# EXCERPTED TEXT
** Begin **
Mission: Web pages provide access to many critical services (e.g., health care, education, news), and are increasingly accessed by users with diverse network and device resources. Unfortunately, despite the fact that performance and functionality of page loads can vary drastically across resource settings, page loads today minimally adapt to their execution environments. This results in either underutilized resources or broken (incomplete) pages. This project aims to develop a new web paradigm called Adaptive Web Execution (AWE), in which page loads directly adapt their execution or content according to the available resources. The key goal is to maximize the performance and functionality that a web page can offer a user based on that user’s resource availability.
Floo: Automatic, Lightweight Memoization for Faster Mobile Apps
Murali Ramanujam, Helen Chen, Shaghayegh Mardani, Ravi Netravali
MobiSys 2022
Source code
Abstract:: Owing to growing feature sets and sluggish improvements to smartphone CPUs
(relative to mobile networks), mobile app response times have increasingly
become bottlenecked on client-side computations. In designing a solution to
this emerging issue, our primary insight is that app computations exhibit
substantial stability over time in that they are entirely performed in
rarely-updated codebases within app binaries and the OS. Building on this, we
present Floo, a system that aims to automatically reuse (or memoize)
** End **
# PROVIDED DATA
** Begin **
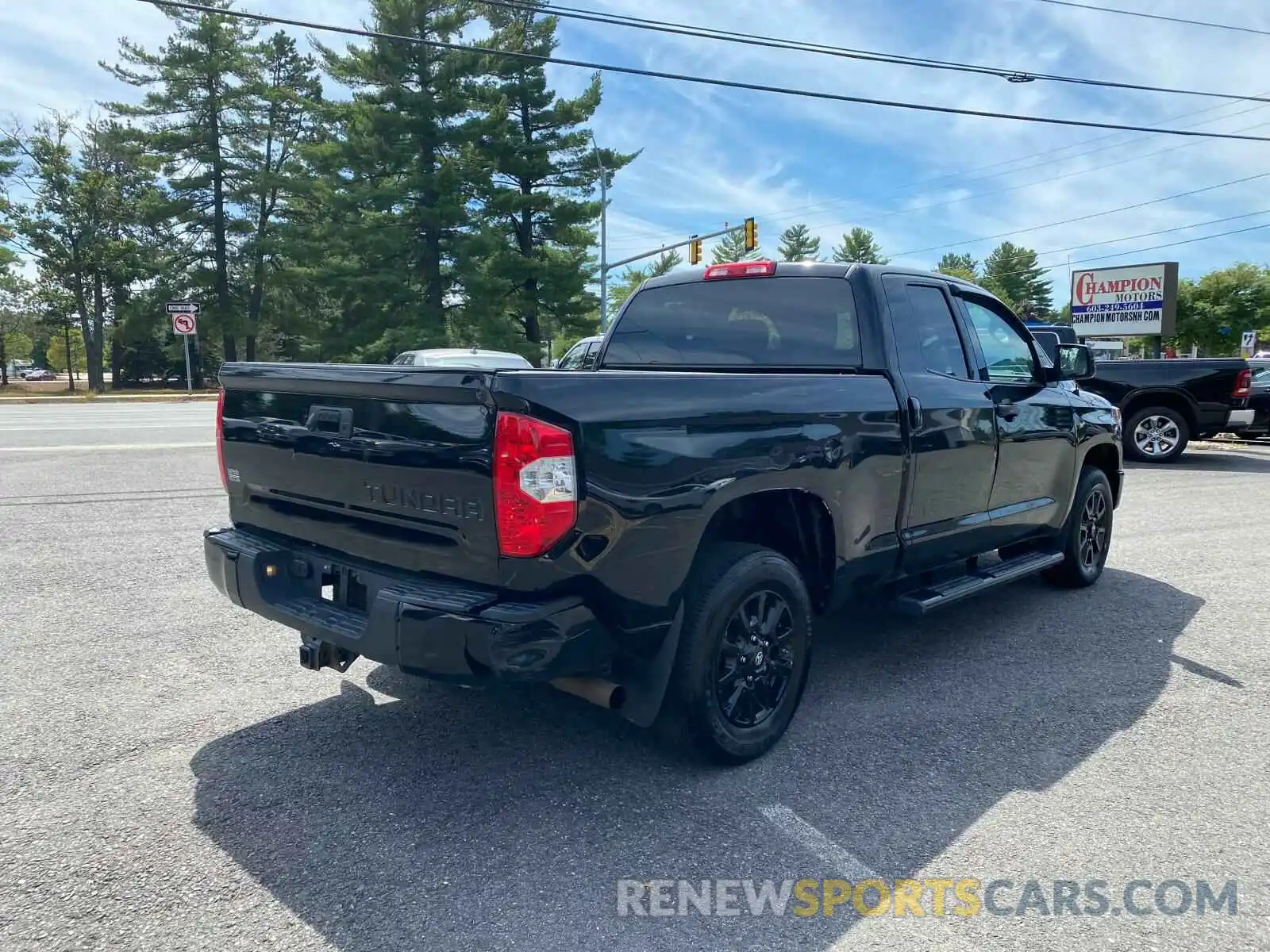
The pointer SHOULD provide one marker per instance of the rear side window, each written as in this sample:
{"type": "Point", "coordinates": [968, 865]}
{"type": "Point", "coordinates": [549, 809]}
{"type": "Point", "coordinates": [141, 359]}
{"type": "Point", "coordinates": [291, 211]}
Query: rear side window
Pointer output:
{"type": "Point", "coordinates": [937, 330]}
{"type": "Point", "coordinates": [755, 321]}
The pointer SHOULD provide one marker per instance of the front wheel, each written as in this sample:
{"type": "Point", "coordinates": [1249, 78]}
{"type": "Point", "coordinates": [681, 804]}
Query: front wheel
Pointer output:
{"type": "Point", "coordinates": [1156, 435]}
{"type": "Point", "coordinates": [1087, 533]}
{"type": "Point", "coordinates": [743, 655]}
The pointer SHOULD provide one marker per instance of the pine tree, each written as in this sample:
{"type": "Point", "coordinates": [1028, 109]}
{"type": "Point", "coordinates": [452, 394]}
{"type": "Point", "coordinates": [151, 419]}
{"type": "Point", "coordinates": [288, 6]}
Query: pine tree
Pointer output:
{"type": "Point", "coordinates": [798, 244]}
{"type": "Point", "coordinates": [200, 86]}
{"type": "Point", "coordinates": [1013, 274]}
{"type": "Point", "coordinates": [959, 267]}
{"type": "Point", "coordinates": [285, 116]}
{"type": "Point", "coordinates": [87, 190]}
{"type": "Point", "coordinates": [732, 248]}
{"type": "Point", "coordinates": [537, 207]}
{"type": "Point", "coordinates": [389, 213]}
{"type": "Point", "coordinates": [633, 277]}
{"type": "Point", "coordinates": [860, 247]}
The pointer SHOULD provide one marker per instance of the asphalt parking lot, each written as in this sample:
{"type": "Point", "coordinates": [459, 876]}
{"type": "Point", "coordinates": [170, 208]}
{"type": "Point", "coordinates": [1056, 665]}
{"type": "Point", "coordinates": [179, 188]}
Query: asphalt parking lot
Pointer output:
{"type": "Point", "coordinates": [171, 780]}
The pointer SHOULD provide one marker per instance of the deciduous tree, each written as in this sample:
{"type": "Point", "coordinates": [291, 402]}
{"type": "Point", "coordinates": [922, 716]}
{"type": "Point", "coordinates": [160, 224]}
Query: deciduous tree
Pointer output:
{"type": "Point", "coordinates": [859, 245]}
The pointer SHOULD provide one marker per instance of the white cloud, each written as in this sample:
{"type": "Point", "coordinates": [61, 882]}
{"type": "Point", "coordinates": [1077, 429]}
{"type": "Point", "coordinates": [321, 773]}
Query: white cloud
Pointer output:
{"type": "Point", "coordinates": [918, 179]}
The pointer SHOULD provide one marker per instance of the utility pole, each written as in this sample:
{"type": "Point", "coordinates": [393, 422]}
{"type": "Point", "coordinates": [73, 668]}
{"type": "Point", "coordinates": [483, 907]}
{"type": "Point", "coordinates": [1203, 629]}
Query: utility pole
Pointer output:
{"type": "Point", "coordinates": [603, 234]}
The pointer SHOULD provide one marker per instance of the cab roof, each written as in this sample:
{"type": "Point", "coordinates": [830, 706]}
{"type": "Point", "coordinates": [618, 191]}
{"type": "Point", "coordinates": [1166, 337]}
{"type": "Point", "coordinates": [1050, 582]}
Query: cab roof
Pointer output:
{"type": "Point", "coordinates": [819, 270]}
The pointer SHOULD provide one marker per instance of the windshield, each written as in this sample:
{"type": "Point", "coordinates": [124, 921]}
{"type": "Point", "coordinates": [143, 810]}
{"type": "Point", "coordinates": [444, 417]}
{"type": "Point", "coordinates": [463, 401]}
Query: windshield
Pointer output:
{"type": "Point", "coordinates": [756, 321]}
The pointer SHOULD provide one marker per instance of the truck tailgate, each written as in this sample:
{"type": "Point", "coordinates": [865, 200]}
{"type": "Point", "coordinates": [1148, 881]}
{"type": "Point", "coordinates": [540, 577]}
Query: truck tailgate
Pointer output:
{"type": "Point", "coordinates": [385, 463]}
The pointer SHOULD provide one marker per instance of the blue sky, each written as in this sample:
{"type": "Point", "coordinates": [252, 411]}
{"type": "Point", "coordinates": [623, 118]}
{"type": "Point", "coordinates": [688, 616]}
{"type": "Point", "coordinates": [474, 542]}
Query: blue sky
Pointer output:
{"type": "Point", "coordinates": [925, 183]}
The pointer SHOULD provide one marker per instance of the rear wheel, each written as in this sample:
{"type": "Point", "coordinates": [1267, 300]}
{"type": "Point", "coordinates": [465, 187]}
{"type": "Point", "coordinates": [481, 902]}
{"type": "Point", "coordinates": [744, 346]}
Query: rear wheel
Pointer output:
{"type": "Point", "coordinates": [743, 654]}
{"type": "Point", "coordinates": [1156, 435]}
{"type": "Point", "coordinates": [1086, 537]}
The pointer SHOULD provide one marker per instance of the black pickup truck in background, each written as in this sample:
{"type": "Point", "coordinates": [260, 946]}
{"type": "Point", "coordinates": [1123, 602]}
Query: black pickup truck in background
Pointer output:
{"type": "Point", "coordinates": [1166, 404]}
{"type": "Point", "coordinates": [759, 443]}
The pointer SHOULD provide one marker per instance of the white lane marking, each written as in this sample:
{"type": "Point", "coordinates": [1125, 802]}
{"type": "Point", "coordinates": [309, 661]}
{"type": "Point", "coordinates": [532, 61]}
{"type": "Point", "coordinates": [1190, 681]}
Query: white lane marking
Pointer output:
{"type": "Point", "coordinates": [108, 427]}
{"type": "Point", "coordinates": [105, 447]}
{"type": "Point", "coordinates": [842, 862]}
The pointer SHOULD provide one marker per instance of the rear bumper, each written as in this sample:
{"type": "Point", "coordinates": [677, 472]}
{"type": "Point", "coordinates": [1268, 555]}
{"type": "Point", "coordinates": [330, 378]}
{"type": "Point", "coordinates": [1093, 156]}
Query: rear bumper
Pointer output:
{"type": "Point", "coordinates": [1240, 419]}
{"type": "Point", "coordinates": [433, 628]}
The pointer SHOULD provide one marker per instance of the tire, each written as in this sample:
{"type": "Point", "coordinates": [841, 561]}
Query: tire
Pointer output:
{"type": "Point", "coordinates": [1086, 537]}
{"type": "Point", "coordinates": [730, 581]}
{"type": "Point", "coordinates": [1170, 435]}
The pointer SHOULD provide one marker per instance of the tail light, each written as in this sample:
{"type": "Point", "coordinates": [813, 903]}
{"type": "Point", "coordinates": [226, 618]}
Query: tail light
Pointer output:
{"type": "Point", "coordinates": [535, 486]}
{"type": "Point", "coordinates": [1242, 385]}
{"type": "Point", "coordinates": [220, 440]}
{"type": "Point", "coordinates": [741, 270]}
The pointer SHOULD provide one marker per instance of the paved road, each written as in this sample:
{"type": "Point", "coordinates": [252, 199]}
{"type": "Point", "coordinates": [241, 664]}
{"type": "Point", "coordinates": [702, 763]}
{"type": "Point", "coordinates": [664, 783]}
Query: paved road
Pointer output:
{"type": "Point", "coordinates": [84, 427]}
{"type": "Point", "coordinates": [171, 780]}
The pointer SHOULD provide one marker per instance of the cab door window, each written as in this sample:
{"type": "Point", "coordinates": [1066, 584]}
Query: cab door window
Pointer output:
{"type": "Point", "coordinates": [573, 359]}
{"type": "Point", "coordinates": [1006, 353]}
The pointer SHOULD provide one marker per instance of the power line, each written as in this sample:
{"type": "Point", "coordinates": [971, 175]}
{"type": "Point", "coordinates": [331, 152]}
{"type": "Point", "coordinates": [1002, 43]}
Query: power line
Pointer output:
{"type": "Point", "coordinates": [1013, 188]}
{"type": "Point", "coordinates": [1157, 17]}
{"type": "Point", "coordinates": [686, 78]}
{"type": "Point", "coordinates": [1156, 248]}
{"type": "Point", "coordinates": [1085, 217]}
{"type": "Point", "coordinates": [800, 211]}
{"type": "Point", "coordinates": [838, 51]}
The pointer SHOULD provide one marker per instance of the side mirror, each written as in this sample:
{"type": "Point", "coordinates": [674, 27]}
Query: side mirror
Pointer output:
{"type": "Point", "coordinates": [1048, 342]}
{"type": "Point", "coordinates": [1075, 362]}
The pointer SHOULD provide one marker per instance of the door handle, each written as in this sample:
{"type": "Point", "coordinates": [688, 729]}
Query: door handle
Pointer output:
{"type": "Point", "coordinates": [914, 414]}
{"type": "Point", "coordinates": [330, 420]}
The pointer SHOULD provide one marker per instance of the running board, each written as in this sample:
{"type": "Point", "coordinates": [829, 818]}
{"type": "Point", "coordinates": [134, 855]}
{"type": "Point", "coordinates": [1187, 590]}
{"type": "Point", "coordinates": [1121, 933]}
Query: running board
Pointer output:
{"type": "Point", "coordinates": [929, 598]}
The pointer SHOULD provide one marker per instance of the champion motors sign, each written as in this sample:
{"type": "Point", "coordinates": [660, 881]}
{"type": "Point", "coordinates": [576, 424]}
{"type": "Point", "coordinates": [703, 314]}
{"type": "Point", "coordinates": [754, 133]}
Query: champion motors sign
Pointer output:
{"type": "Point", "coordinates": [1132, 301]}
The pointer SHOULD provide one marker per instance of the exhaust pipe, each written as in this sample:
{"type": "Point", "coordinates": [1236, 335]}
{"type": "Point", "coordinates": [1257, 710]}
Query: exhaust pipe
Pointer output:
{"type": "Point", "coordinates": [597, 691]}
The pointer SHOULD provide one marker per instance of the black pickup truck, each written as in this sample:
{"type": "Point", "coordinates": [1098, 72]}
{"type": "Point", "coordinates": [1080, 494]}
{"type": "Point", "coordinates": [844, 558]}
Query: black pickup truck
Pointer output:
{"type": "Point", "coordinates": [759, 443]}
{"type": "Point", "coordinates": [1168, 403]}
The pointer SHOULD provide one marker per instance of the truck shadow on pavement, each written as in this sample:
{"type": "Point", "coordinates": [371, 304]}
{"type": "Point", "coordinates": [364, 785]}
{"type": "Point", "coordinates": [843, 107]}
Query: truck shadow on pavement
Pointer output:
{"type": "Point", "coordinates": [484, 819]}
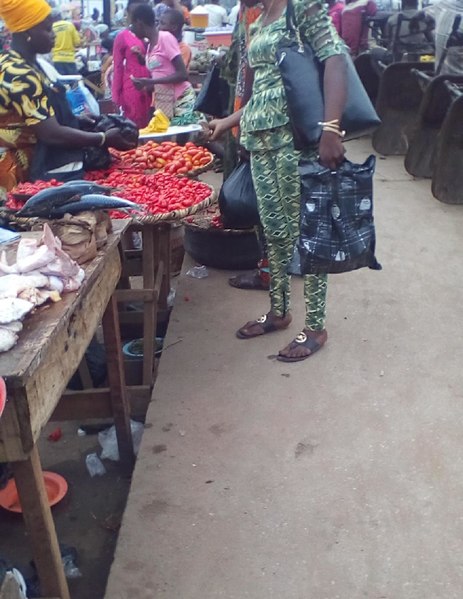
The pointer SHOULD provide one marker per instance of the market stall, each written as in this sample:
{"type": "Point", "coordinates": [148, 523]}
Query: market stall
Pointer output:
{"type": "Point", "coordinates": [50, 347]}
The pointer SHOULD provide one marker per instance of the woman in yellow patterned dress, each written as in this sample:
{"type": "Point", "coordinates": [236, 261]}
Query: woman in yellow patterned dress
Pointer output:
{"type": "Point", "coordinates": [266, 133]}
{"type": "Point", "coordinates": [27, 96]}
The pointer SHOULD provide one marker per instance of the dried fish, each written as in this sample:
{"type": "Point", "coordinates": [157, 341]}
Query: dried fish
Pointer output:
{"type": "Point", "coordinates": [8, 339]}
{"type": "Point", "coordinates": [13, 308]}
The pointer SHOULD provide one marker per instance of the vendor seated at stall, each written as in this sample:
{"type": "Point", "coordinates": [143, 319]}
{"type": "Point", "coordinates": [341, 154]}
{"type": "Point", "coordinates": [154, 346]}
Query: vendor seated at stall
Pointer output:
{"type": "Point", "coordinates": [39, 135]}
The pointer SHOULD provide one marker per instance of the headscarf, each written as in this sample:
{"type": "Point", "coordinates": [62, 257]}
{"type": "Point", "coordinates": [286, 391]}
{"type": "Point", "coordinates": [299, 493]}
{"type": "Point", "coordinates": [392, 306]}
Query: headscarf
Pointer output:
{"type": "Point", "coordinates": [22, 15]}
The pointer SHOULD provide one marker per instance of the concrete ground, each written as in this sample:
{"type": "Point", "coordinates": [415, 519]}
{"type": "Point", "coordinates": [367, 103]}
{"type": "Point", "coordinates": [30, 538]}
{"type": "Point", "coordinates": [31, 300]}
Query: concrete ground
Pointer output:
{"type": "Point", "coordinates": [337, 478]}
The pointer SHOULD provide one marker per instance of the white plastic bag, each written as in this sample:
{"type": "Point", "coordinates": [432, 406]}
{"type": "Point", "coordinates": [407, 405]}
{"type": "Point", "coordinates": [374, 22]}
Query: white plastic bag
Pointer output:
{"type": "Point", "coordinates": [108, 441]}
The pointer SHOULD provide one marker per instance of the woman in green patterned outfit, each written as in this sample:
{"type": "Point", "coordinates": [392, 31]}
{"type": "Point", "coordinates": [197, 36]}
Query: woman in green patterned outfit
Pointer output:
{"type": "Point", "coordinates": [266, 133]}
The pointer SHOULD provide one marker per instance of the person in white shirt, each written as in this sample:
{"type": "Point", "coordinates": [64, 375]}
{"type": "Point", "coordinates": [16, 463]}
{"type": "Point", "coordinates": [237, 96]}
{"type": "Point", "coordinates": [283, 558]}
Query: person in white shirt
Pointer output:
{"type": "Point", "coordinates": [217, 14]}
{"type": "Point", "coordinates": [233, 16]}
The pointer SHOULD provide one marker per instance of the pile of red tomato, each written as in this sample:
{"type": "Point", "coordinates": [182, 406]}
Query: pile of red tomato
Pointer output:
{"type": "Point", "coordinates": [158, 194]}
{"type": "Point", "coordinates": [166, 156]}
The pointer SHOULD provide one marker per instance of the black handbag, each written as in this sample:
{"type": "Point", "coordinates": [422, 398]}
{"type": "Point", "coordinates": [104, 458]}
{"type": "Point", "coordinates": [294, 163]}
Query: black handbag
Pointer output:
{"type": "Point", "coordinates": [302, 74]}
{"type": "Point", "coordinates": [237, 199]}
{"type": "Point", "coordinates": [214, 95]}
{"type": "Point", "coordinates": [337, 231]}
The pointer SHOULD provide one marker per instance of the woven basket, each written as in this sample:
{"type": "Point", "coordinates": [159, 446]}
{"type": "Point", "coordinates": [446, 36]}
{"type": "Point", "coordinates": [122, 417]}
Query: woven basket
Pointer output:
{"type": "Point", "coordinates": [177, 215]}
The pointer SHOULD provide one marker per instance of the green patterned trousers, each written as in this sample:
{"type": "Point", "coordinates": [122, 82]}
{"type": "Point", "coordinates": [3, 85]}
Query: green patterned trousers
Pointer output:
{"type": "Point", "coordinates": [276, 181]}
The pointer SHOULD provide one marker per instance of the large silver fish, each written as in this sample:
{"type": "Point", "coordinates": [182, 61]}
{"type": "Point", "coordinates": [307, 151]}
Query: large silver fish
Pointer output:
{"type": "Point", "coordinates": [95, 202]}
{"type": "Point", "coordinates": [44, 202]}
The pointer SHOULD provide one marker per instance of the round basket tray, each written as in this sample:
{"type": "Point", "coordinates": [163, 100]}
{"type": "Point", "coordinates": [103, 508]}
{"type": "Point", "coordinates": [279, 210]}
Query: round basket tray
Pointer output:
{"type": "Point", "coordinates": [199, 171]}
{"type": "Point", "coordinates": [177, 215]}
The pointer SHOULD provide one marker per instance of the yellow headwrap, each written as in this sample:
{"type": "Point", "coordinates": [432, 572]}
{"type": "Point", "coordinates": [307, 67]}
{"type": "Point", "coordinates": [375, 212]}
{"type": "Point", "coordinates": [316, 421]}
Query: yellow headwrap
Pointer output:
{"type": "Point", "coordinates": [21, 15]}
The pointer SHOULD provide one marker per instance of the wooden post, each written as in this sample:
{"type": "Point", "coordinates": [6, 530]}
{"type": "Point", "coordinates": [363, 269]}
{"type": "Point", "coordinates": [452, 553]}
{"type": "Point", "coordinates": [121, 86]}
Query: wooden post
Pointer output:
{"type": "Point", "coordinates": [151, 307]}
{"type": "Point", "coordinates": [118, 392]}
{"type": "Point", "coordinates": [40, 526]}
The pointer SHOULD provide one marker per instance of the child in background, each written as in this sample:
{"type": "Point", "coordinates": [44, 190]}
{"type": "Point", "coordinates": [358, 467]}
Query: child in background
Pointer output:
{"type": "Point", "coordinates": [173, 21]}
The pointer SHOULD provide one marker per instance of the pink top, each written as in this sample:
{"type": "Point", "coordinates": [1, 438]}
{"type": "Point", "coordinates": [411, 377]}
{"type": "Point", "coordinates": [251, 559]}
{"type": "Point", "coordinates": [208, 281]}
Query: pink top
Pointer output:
{"type": "Point", "coordinates": [159, 61]}
{"type": "Point", "coordinates": [335, 12]}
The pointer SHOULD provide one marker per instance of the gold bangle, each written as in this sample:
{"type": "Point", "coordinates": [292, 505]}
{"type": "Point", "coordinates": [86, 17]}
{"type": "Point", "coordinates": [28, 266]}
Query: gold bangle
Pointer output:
{"type": "Point", "coordinates": [332, 127]}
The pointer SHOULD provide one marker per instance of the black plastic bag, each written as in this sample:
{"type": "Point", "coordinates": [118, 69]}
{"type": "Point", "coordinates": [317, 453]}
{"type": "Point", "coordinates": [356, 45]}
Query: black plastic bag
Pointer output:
{"type": "Point", "coordinates": [214, 95]}
{"type": "Point", "coordinates": [100, 158]}
{"type": "Point", "coordinates": [337, 232]}
{"type": "Point", "coordinates": [237, 199]}
{"type": "Point", "coordinates": [302, 75]}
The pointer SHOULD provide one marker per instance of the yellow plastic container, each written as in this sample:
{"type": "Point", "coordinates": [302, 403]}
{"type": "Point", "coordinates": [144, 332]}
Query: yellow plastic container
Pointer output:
{"type": "Point", "coordinates": [199, 17]}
** End **
# TASKS
A) Reproduce the portion of the Adaptive Web Execution page starting with "Floo: Automatic, Lightweight" and going on through "reuse (or memoize)".
B) Resume the Adaptive Web Execution page from the point at which it stops, carrying its text forward.
The rows that appear after the Adaptive Web Execution page are separate material, unrelated to that page.

# ANSWERS TO THE TASKS
A)
Floo: Automatic, Lightweight Memoization for Faster Mobile Apps
Murali Ramanujam, Helen Chen, Shaghayegh Mardani, Ravi Netravali
MobiSys 2022
Source code
Abstract:: Owing to growing feature sets and sluggish improvements to smartphone CPUs
(relative to mobile networks), mobile app response times have increasingly
become bottlenecked on client-side computations. In designing a solution to
this emerging issue, our primary insight is that app computations exhibit
substantial stability over time in that they are entirely performed in
rarely-updated codebases within app binaries and the OS. Building on this, we
present Floo, a system that aims to automatically reuse (or memoize)

B)
computation results during app operation in an effort to reduce the amount of
compute needed to handle user interactions. To ensure practicality – the
struggle with any memoization effort – in the face of limited mobile device
resources and the short-lived nature of each app computation, Floo embeds
several new techniques that collectively enable it to mask cache lookup
overheads and ensure high cache hit rates, all the while guaranteeing
correctness for any reused computations. Across a wide range of apps, live
networks, phones, and interaction traces, Floo reduces median and 95th
percentile interaction response times by 32.7\% and 72.3\%
Jawa: Web Archival in the Era of JavaScript
Ayush Goel, Jingyuan Zhu, Ravi Netravali, Harsha Madhyastha
OSDI 2022
Source code
Abstract:: By repeatedly crawling and saving web pages over
time, web archives (such as the Internet Archive) enable users
to visit historical versions of any page. In this paper, we point
out that existing web archives are not well designed to cope
with the widespread presence of JavaScript on the web. Some
archives store petabytes of JavaScript code, and yet many pages
render incorrectly when users load them. Other archives which
store the end-state of page loads (e.g., screen captures) break
post-load interactions implemented in JavaScript.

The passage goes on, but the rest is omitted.